━━ EXTRACTED TEXT ━━
Couric v. Halberstam


David Halberstam – Journalist

I am about 1/3 of the way through David Halberstam’s last book, The Coldest Winter, a history of the Korean War.

Halberstam was a true journalist, and as I read, the tragedy of his death and his loss to the world becomes all the more poigniant.

The book is a magnificent study, not just of Korea, but also of the abuse of power and the danger of those who gather unquestioned authority about them. In the case of Korea, Halberstam’s nemesis is MacArthur, but the lessons could as easily be applied to Bush and Co.

What astonishes me as I read The Coldest Winter is that Halberstam produced this all by himself! One man with a word processor. And you have a magnificent work of history, journalism and social commentary.

Upon reading it, I am forced to wonder why the world of print journalism is capable of generating such excellence from just one man, while television ‘journalism’, with its thousands and thousands of employees, and hundreds of millions of dollars and endless hours of air time is not capable of delivering anything remotely similar.

Not even remotely.

Below, a verbatim quote from Katie Couric, the $14 million dollar a year journalist on her visit to the White House:

“Visiting the White House is always a humbling experience. I’m always in awe of the history those walls have witnessed. And I was impressed by the respect President Bush has for the place. He even told one of our producers “Straighten your tie, young man. You’re in the White House.” I loved that. ” -Katie Couric 2007

And here is Halberstam on MacArthur:

“MacArthur himself had shown up in Pyongyang right after the First Cav arrived there. “Any celebrities here to greet me?” he had asked when he stepped off his plane. “Where is Kim Buck Tooth?” he joked, in mocking reference to Kim Il Sung, the seemingly defeated North Korean Communist leader. Then he asked anyone in the Cav who had been with the unit from the beginning to step forward. Of the roughly two hundred I men assembled, four took that step; each had been wounded at some point. Then MacArthur got back on his plane for the flight back to Tokyo. He did not spend the night in Korea; in fact he did not spend the night there during the entire time he commanded. ” -David Halberstam 2007

I will not denegrate Halberstam by even pretending to make a comparison.

If we took the complete transcript of The CBS Evening News with Katie Couric and published it as a book it would belong in the EASY READING or CHILDRENS LITERATURE section – if we called it literature at all.

There is something wrong with television news, and it’s not about holding the line to keep the VJs out. There is nothing to defend here.


7 responses to “Couric v. Halberstam

  1. And yet watch Alistair Cooke’s series America, or recall his radio talks on the BBC…it can be done.

  2. Amen. Katie Couric has always been a lightweight, but in many ways, that’s not her fault. The Today show is supposed to be a lightweight show, so she was doing her job at NBC. CBS set her up to fail simply by selecting her for the Evening News job.

    Not that the Evening News was much of a serious program in recent years. Nor has any other TV news outlet been except for a few things on PBS.

    What is it about TV news that cheapens the whole journalistic effort? Is it the money? Newspaper people get paid a lot less than the faux journalists on TV. Does that make them more dedicated, or does it just weed out the weasels naturally?
━━━
● DIRECTIONS FOR THIS TASK
Continue the blog post comparing Katie Couric and David Halberstam, starting right after its last sentence. The listing after this is separate material, unrelated to the blog post on Katie Couric and David Halberstam.
━━ GIVEN DATA ━━
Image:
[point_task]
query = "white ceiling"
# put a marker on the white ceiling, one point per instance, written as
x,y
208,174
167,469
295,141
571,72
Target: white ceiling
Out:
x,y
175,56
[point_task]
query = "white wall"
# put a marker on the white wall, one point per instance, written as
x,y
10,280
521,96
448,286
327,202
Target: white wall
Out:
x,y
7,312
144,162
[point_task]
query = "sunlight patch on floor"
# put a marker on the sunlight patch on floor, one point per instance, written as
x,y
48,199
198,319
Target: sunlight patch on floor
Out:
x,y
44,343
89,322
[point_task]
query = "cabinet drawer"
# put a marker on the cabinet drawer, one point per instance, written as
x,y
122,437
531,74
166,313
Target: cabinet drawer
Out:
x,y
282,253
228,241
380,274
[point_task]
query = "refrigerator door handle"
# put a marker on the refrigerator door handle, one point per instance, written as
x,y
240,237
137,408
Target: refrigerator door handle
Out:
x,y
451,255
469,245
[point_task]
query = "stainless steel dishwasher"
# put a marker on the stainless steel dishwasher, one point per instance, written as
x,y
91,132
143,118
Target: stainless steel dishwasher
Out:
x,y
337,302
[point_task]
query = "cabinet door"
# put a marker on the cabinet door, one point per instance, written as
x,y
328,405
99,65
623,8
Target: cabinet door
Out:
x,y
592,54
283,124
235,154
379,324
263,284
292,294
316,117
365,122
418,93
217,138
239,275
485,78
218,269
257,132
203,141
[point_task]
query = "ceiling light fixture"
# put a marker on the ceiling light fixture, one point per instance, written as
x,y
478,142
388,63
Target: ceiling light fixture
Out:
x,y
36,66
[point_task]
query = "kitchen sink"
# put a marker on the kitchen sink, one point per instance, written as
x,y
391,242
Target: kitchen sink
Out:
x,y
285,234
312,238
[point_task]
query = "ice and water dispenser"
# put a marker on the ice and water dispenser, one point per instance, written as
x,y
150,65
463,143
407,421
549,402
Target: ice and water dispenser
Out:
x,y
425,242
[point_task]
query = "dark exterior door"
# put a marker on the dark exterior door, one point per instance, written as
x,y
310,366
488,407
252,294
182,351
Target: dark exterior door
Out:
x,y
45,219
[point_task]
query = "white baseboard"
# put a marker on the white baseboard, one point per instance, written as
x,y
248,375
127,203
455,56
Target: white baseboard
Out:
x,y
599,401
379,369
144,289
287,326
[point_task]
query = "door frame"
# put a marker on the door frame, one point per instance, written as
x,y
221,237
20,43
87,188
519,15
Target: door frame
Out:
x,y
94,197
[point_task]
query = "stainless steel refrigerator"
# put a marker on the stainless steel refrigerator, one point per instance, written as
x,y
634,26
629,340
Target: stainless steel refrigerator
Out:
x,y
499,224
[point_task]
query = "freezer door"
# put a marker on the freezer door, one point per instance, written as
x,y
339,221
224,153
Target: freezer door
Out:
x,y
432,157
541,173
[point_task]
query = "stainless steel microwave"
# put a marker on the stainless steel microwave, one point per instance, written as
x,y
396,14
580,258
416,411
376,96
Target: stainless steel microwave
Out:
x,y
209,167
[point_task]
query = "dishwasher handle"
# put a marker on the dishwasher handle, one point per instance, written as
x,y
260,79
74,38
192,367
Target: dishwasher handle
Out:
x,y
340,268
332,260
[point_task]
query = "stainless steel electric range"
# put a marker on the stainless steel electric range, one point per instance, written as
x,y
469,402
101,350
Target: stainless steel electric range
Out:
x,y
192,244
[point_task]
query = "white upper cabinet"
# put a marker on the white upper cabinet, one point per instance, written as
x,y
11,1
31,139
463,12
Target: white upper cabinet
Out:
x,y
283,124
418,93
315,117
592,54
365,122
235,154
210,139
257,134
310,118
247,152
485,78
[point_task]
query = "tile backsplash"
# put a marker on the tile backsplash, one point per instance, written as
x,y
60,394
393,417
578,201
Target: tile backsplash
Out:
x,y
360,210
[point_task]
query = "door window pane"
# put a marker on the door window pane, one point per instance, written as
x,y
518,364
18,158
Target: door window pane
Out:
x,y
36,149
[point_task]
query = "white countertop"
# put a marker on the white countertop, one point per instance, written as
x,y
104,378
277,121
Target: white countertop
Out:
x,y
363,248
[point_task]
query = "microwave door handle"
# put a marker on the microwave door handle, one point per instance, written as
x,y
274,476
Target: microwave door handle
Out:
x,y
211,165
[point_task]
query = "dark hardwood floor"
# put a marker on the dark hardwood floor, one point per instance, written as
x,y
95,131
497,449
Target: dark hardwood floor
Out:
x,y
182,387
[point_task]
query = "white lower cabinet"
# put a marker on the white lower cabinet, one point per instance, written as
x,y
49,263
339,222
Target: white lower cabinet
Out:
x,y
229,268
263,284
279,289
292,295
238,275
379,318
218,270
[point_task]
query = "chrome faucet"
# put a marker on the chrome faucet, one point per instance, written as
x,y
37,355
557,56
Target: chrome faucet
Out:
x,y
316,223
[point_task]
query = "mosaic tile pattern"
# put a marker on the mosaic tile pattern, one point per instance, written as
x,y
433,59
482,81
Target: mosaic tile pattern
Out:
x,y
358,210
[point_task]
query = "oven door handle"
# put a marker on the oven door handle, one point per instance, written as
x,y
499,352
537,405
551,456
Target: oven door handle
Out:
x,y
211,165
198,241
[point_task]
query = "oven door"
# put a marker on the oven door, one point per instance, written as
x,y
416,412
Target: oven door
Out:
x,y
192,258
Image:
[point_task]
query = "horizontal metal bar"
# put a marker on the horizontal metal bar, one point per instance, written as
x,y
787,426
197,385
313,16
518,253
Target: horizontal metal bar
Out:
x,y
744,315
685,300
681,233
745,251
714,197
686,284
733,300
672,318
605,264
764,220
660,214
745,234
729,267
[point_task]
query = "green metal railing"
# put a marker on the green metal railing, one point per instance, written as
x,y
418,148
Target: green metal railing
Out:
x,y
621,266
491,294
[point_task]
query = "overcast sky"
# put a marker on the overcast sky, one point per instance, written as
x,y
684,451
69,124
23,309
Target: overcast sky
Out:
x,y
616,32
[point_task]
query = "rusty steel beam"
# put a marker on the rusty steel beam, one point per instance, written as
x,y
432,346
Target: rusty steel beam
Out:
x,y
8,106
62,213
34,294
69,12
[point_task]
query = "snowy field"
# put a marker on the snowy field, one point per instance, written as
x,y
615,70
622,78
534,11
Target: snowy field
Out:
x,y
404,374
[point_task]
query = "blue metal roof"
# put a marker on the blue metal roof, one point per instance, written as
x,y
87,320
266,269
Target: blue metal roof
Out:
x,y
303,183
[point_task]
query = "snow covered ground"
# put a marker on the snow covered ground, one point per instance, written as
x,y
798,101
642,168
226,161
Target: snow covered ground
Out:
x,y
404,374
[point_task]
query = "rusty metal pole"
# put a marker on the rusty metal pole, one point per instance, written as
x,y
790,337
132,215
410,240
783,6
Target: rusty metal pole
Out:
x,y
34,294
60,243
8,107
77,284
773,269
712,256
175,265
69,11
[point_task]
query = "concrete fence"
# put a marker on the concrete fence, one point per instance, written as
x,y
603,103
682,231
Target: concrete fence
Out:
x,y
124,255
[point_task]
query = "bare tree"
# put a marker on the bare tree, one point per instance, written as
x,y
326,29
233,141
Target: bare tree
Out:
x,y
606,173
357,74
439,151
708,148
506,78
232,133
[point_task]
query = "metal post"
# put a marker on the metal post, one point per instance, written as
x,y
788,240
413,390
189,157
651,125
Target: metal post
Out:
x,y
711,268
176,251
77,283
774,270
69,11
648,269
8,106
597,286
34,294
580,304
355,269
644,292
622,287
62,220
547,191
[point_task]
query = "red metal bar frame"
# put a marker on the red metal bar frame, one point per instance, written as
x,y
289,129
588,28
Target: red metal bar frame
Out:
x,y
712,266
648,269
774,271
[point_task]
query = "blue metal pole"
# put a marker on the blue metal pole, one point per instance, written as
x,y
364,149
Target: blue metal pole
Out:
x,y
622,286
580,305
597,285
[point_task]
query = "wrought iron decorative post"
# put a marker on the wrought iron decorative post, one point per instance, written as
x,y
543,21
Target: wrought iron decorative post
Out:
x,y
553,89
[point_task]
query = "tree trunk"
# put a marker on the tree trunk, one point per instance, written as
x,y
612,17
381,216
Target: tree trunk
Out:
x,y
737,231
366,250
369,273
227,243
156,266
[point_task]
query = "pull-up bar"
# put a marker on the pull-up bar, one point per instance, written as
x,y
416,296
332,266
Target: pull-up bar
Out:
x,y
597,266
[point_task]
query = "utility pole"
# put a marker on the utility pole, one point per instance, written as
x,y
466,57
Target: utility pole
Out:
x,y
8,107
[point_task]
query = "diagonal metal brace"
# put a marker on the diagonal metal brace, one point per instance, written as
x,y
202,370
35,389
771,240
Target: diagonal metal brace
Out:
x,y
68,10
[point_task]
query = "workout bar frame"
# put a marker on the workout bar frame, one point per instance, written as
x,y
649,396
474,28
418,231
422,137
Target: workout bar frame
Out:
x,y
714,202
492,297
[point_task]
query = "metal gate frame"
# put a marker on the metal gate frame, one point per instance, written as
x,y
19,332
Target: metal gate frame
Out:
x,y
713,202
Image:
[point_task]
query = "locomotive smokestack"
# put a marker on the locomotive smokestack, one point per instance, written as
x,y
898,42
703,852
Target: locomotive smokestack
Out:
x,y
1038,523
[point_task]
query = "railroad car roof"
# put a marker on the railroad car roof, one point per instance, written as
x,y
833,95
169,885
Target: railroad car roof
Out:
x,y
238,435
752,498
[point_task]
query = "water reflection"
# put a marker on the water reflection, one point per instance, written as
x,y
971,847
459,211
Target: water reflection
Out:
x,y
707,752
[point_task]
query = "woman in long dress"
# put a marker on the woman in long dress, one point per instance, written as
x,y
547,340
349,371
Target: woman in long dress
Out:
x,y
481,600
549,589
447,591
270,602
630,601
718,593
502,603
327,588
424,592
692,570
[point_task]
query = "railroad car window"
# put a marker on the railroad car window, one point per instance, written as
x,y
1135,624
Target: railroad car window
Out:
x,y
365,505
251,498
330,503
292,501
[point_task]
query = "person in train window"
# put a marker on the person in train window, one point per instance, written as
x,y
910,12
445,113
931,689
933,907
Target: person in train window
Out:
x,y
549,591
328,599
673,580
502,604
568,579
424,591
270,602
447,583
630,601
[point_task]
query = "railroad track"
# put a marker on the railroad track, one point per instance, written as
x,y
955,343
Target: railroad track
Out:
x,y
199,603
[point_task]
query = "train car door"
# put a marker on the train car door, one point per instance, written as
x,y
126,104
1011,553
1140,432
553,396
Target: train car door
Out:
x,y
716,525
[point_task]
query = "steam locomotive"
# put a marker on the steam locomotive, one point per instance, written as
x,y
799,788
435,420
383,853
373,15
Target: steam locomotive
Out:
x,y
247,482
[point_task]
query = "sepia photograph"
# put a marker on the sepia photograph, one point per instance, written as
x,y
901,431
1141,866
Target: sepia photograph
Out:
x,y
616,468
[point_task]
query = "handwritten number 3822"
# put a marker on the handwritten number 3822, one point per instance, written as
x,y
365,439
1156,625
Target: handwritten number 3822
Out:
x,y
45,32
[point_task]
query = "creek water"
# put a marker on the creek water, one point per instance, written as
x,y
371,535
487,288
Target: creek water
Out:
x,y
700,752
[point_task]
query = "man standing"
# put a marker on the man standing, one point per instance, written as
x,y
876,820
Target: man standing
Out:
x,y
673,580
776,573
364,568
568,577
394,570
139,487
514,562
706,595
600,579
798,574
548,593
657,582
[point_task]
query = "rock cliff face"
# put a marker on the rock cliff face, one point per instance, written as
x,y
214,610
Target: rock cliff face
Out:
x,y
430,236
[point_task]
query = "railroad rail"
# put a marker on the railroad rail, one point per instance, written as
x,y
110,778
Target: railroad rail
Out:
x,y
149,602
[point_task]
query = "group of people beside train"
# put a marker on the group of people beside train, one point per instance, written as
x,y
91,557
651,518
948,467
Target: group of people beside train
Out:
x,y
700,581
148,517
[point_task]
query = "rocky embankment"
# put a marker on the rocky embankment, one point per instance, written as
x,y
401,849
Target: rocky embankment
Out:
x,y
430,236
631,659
━━━
● ANSWER TO THE TASK
  3. We were always taught and told…. TV News is written to a 6th Grade level. It is true.

    The term “Broadcasting” is quickly becoming an ancient term. In the past, broadcast TV news had to dumb down their written scripts…to a 6th grade level….because they were broadcasting to ALL of society. Some viewers were well educated. Many others, perhaps the majority, were not. Children like me, grew up watching the Viet Nam war on the TV news. Perhaps it was a good thing for America – to have TV news made simple to understand.

    “Broad” casting.

    In the past model, it was necessary because it was there were only a few TV stations, and they actually served the “public” as a whole – as a society. For better or for worse.

    Now, with the internet, and explosion of information outlets, networks are still figuring out whether or not a “Broad” approach to packaging their product is the way to move forward. Certainly, they have branded themselves that way…over decades. They have the infrastructure. So I suspect they will continue to offer a more simple, 6th grade level approach to presenting the news…in order for the majority of people, young and old, to comprehend news quickly.

    They will likely create new brands on their websites… Political, International, Feature, Sports, etc… and delve into more complicated content presentations there. For niche audiences.

    They should.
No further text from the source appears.